#### WHAT TO DO
Repeat the data exactly as given below, dropping every picture.

#### DATA PROVIDED
━━━━

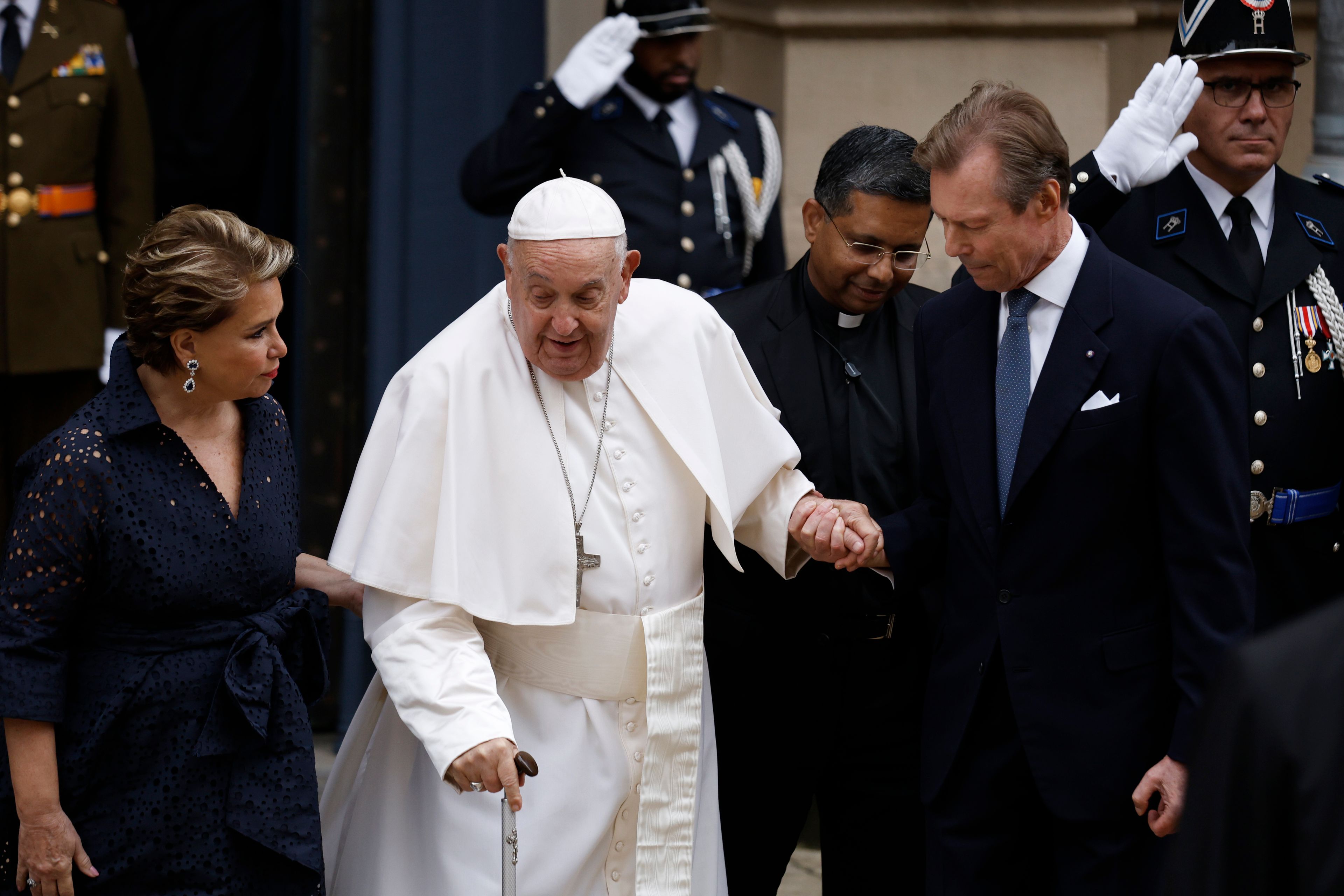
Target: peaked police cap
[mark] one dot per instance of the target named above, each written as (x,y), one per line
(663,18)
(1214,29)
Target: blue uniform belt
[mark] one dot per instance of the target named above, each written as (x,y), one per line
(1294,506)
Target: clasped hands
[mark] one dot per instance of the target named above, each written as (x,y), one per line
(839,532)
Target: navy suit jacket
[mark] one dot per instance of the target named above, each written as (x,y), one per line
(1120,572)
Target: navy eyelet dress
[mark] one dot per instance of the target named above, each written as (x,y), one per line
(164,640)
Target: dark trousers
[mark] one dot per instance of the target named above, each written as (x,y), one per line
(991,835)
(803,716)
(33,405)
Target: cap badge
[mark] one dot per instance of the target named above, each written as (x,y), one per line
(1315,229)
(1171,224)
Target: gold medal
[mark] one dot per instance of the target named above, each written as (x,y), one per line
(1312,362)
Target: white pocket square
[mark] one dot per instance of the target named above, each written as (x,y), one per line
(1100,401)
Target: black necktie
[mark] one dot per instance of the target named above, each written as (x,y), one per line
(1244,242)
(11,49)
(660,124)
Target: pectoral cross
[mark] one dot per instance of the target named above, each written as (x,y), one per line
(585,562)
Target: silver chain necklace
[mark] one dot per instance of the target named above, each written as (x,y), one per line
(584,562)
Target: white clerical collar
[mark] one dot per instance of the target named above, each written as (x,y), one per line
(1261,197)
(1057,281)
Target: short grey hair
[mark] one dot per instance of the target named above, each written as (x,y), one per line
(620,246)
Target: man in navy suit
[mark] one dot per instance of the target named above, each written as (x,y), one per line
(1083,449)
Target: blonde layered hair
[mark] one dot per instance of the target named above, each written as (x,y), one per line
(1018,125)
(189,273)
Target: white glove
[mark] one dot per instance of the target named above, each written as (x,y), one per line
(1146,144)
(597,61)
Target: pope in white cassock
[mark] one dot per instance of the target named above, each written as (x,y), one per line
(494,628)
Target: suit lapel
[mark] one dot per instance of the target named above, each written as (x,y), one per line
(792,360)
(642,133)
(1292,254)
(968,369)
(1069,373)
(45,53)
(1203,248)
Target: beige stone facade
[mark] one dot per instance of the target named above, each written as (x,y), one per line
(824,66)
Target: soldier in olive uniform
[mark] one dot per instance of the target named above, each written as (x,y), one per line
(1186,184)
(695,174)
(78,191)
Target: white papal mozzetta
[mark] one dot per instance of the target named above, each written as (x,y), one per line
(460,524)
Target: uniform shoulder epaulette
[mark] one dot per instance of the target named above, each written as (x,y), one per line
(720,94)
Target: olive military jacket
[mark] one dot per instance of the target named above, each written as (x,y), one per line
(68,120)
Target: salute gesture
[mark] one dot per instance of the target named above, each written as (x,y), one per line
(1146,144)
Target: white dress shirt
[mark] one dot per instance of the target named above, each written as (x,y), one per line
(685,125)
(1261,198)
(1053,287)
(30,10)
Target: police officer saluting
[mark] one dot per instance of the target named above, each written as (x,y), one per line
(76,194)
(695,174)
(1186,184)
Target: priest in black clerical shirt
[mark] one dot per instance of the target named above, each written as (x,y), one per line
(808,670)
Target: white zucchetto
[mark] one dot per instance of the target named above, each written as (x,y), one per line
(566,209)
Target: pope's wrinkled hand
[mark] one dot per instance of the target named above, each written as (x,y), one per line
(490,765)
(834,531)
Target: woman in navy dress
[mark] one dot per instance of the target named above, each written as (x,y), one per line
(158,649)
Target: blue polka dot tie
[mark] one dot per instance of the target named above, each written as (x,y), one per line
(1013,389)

━━━━

#### EXERCISE RESPONSE
Target: peaked police cap
[mark] one dot per instance of the target named above, each written as (x,y), one per line
(663,18)
(1214,29)
Target: blue uniform belt
[mark] one dot per instance of the target named above, each written as (x,y), one per line
(1294,506)
Target: clasped hands
[mark] one dot per instance of the target named above, each written as (x,y), one per line
(839,532)
Target: navy suit jacket
[mark] one dot per instance of the target named above, each written as (x,y), one per line
(1120,572)
Target: navy eyelet dress
[mark] one dot per instance of the target named above, each written as (x,y), one per line
(164,640)
Target: dark trousers
[mark] one dot per instance of the target named above, each written as (x,y), one per line
(991,835)
(803,716)
(33,405)
Target: cap badge
[mark] one dot per instance of the target named above, each written as (x,y), one per line
(1315,229)
(1171,224)
Target: gold medal
[mark] one dot per instance of the target named above, each written as (x,y), one per line
(1312,362)
Target: white pocket square
[mark] one dot per instance of the target named above, each written as (x,y), one per line
(1100,401)
Target: black necktie
[mark] one dot per instance of the target named above, each written as (x,y), one per line
(1244,242)
(11,49)
(660,124)
Target: pectoral cross
[mark] one dot per instance of the target named above, each written as (x,y), one per line
(585,562)
Target: silver chain necklace
[mark] one dot per instance of the target named above, each written as (x,y), one per line
(584,562)
Target: white clerical collar
[mark] one dot per instance of the target named above, each written as (x,y), one per line
(1261,197)
(1057,281)
Target: short grey hair
[mark] one dot per instance of the target named above, each written as (x,y), one per line
(620,246)
Target: man in navy suit
[mark] one dot per instance of the target named above, each written as (x,y), one per line
(1083,449)
Target: blonde layered hair
[mark] one dot per instance of the target named above, each written as (x,y), one per line
(1018,125)
(189,273)
Target: white glove
[mark] one dot per instance of the target named above, each written as (x,y), one per line
(1146,144)
(597,61)
Target: pope in white cassock
[mark] one dot per instance of the target named above, each written as (x,y), one per line
(494,628)
Target: suit lapel
[mark] one dot per instance of the target named above, each written as (x,y), one per line
(792,360)
(642,133)
(1292,254)
(968,369)
(1069,373)
(45,53)
(1203,248)
Target: beige stone facade
[mark] one dot per instance of the target named above, each written as (x,y), one per line
(824,66)
Target: soldier in olive uniform
[mark] one dot per instance of the target named above, each written as (x,y), one per line
(1186,184)
(695,174)
(78,191)
Target: white papal mozzetta
[mark] one dot per instance of the target named above, each written as (x,y), one per line
(460,524)
Target: uniform shoulder epaulette
[mark] one dot per instance of the target named above, each written as (x,y), one per line
(720,94)
Target: olive military jacket
[mark] one dot per instance of the target named above, each written as (x,y), one per line
(68,120)
Target: salute gesture
[mark] one dot per instance of the target named above, each written as (x,y), one per line
(1146,144)
Target: white dress shirt
[mark] one dot per instance of the target named above, each written as (x,y), one per line
(685,125)
(1261,198)
(1053,287)
(30,10)
Target: police officer saluting
[mark] one dot per instance of the target named above, each written as (x,y), one per line
(76,194)
(695,174)
(1186,184)
Target: priest in black clerical shirt
[mark] one dot per instance of the target named above, each written as (x,y), one per line
(808,670)
Target: white zucchetto
[mark] one dot per instance of the target named above, each written as (x,y), one per line
(566,209)
Target: pope's wrinkled hand
[mark] one dot per instance of the target named above, each written as (x,y), one per line
(490,765)
(834,531)
Target: woman in navy dress
[mark] one dot per instance of the target named above, each written as (x,y), one per line
(158,649)
Target: blue polka dot tie
[mark] one dot per instance of the target named above, each written as (x,y), one per line
(1013,389)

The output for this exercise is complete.